» TO DO
Without omitting anything, copy the data exactly.

-- DATA FOR THIS EXERCISE follows --

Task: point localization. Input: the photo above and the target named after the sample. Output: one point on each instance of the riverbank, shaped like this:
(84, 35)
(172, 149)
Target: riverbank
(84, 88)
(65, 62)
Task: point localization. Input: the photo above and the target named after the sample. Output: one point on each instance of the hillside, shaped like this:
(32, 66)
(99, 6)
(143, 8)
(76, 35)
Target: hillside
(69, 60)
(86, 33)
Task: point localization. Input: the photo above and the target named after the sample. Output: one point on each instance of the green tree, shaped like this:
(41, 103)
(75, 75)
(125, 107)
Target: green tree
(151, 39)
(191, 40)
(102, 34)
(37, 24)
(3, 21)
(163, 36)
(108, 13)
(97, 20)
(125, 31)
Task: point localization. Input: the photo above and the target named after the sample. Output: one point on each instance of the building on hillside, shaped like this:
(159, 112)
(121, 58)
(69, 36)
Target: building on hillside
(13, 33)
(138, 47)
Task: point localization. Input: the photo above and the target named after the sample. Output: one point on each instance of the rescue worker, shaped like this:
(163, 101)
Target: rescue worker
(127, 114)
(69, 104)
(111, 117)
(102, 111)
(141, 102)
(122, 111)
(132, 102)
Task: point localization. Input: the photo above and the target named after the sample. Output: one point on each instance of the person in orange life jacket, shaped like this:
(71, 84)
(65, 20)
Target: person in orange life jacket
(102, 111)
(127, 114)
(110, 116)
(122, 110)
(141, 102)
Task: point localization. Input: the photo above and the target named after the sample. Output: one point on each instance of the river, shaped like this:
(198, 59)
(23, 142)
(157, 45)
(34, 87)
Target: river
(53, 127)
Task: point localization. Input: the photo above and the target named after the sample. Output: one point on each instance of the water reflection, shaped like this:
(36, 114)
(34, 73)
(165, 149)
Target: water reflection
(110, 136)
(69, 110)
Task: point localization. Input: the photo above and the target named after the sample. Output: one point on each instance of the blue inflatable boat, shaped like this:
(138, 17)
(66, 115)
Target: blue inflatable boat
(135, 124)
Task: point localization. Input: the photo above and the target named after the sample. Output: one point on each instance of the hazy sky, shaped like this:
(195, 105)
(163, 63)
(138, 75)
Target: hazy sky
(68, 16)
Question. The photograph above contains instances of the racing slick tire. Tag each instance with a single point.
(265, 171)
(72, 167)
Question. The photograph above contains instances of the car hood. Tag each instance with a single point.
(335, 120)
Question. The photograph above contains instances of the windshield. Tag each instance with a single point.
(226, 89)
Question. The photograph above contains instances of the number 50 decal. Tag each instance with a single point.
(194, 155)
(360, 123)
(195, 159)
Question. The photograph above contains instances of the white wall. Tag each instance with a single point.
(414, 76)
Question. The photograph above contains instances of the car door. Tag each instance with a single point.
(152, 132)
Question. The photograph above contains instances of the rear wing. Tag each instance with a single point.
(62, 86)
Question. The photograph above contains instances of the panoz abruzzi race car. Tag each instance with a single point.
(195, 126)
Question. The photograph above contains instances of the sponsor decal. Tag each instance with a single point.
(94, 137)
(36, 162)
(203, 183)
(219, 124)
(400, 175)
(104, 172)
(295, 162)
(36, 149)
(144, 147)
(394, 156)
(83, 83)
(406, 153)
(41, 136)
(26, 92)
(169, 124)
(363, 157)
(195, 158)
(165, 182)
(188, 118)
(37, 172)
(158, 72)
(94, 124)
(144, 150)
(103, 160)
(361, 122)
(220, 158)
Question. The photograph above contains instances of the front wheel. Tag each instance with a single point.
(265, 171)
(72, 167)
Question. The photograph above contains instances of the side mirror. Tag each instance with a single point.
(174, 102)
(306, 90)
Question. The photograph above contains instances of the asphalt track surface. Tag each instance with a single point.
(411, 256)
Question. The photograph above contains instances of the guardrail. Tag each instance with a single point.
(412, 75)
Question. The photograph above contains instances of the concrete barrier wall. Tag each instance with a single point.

-- DATA FOR THIS EXERCISE concluded --

» EXPECTED OUTPUT
Task: point localization. Input: the photo above and the target named after the sample. Output: one point on each instance of the riverbank, shaped like this:
(84, 35)
(172, 149)
Target: riverbank
(84, 88)
(65, 62)
Task: point localization. Input: the photo above and the target named after the sample. Output: one point on each instance of the hillside, shaped like this:
(32, 66)
(99, 6)
(143, 8)
(76, 35)
Target: hillside
(69, 60)
(86, 33)
Task: point localization. Input: the photo above and the target named after the sample. Output: one point on each instance of the green tree, shaped like this:
(41, 103)
(75, 75)
(125, 107)
Target: green tree
(151, 39)
(191, 40)
(102, 34)
(37, 24)
(3, 21)
(163, 36)
(108, 13)
(97, 20)
(125, 31)
Task: point localization. Input: the photo above and the target named after the sample. Output: one point on each instance of the building on hillside, shaped like this:
(159, 112)
(121, 58)
(69, 36)
Target: building on hillside
(13, 33)
(138, 47)
Task: point localization. Input: the photo above and the target named after the sample. Output: one point on each instance of the rescue worker, shaped like this:
(163, 101)
Target: rescue worker
(127, 114)
(69, 104)
(111, 117)
(102, 111)
(141, 102)
(122, 111)
(132, 102)
Task: point localization. Input: the photo above and the target named after the sample. Output: one point on each instance of the person in orange life jacket, shaped like this:
(71, 84)
(65, 20)
Target: person in orange life jacket
(102, 111)
(127, 114)
(110, 116)
(122, 110)
(141, 102)
Task: point localization. Input: the photo above and the target named after the sample. Output: one point on each instance of the river, shaped like this:
(198, 59)
(23, 142)
(157, 45)
(34, 87)
Target: river
(53, 127)
Task: point localization. Input: the photo above and the target named after the sample. Output: one point on each instance of the water reflection, shaped like this:
(36, 114)
(34, 73)
(165, 149)
Target: water reflection
(110, 136)
(69, 110)
Task: point localization. Input: the photo above and the target named after the sample. Output: one point on each instance of the blue inflatable boat, shaped like this:
(138, 17)
(66, 115)
Target: blue inflatable boat
(135, 124)
Task: point localization. Input: the photo above and the target named after the sample. Output: one point on each instance of the hazy sky, shaped like this:
(195, 105)
(163, 63)
(138, 75)
Target: hazy sky
(68, 16)
Question. The photograph above contains instances of the racing slick tire. Tag each instance with a single point.
(265, 171)
(72, 167)
Question. The photograph above contains instances of the car hood. Tag each instance with a single point.
(335, 120)
Question. The photograph above contains instances of the windshield. Tag each instance with a single point.
(226, 89)
Question. The photograph above contains instances of the number 50 decal. Tag each instance with a single point.
(194, 155)
(360, 123)
(195, 159)
Question. The photograph above contains instances of the white wall. Tag each instance with a single point.
(414, 76)
Question. The photograph above contains instances of the car door. Tag each instance with a single point.
(152, 132)
Question. The photograph above contains instances of the rear wing. Tag each instance with a single point.
(62, 86)
Question. The photograph above contains instances of the panoz abruzzi race car. Tag each instance with a single point.
(195, 126)
Question. The photograph above contains instances of the sponsor decal. Tag each instance with a single point.
(94, 137)
(36, 162)
(203, 183)
(219, 124)
(400, 175)
(104, 172)
(295, 162)
(36, 149)
(144, 147)
(394, 156)
(83, 83)
(406, 153)
(41, 136)
(26, 92)
(169, 124)
(363, 157)
(195, 158)
(165, 182)
(188, 118)
(37, 172)
(158, 72)
(94, 124)
(144, 150)
(103, 160)
(361, 122)
(220, 158)
Question. The photograph above contains instances of the front wheel. Tag each instance with a single point.
(265, 171)
(72, 167)
Question. The photograph above contains instances of the side mirror. Tag each instance with a single point.
(174, 102)
(306, 90)
Question. The photograph above contains instances of the asphalt track surface. Tag each instance with a single point.
(411, 256)
Question. The photograph above contains instances of the guardrail. Tag each instance with a single point.
(412, 75)
Question. The photograph above contains instances of the concrete barrier wall. Tag each instance with a single point.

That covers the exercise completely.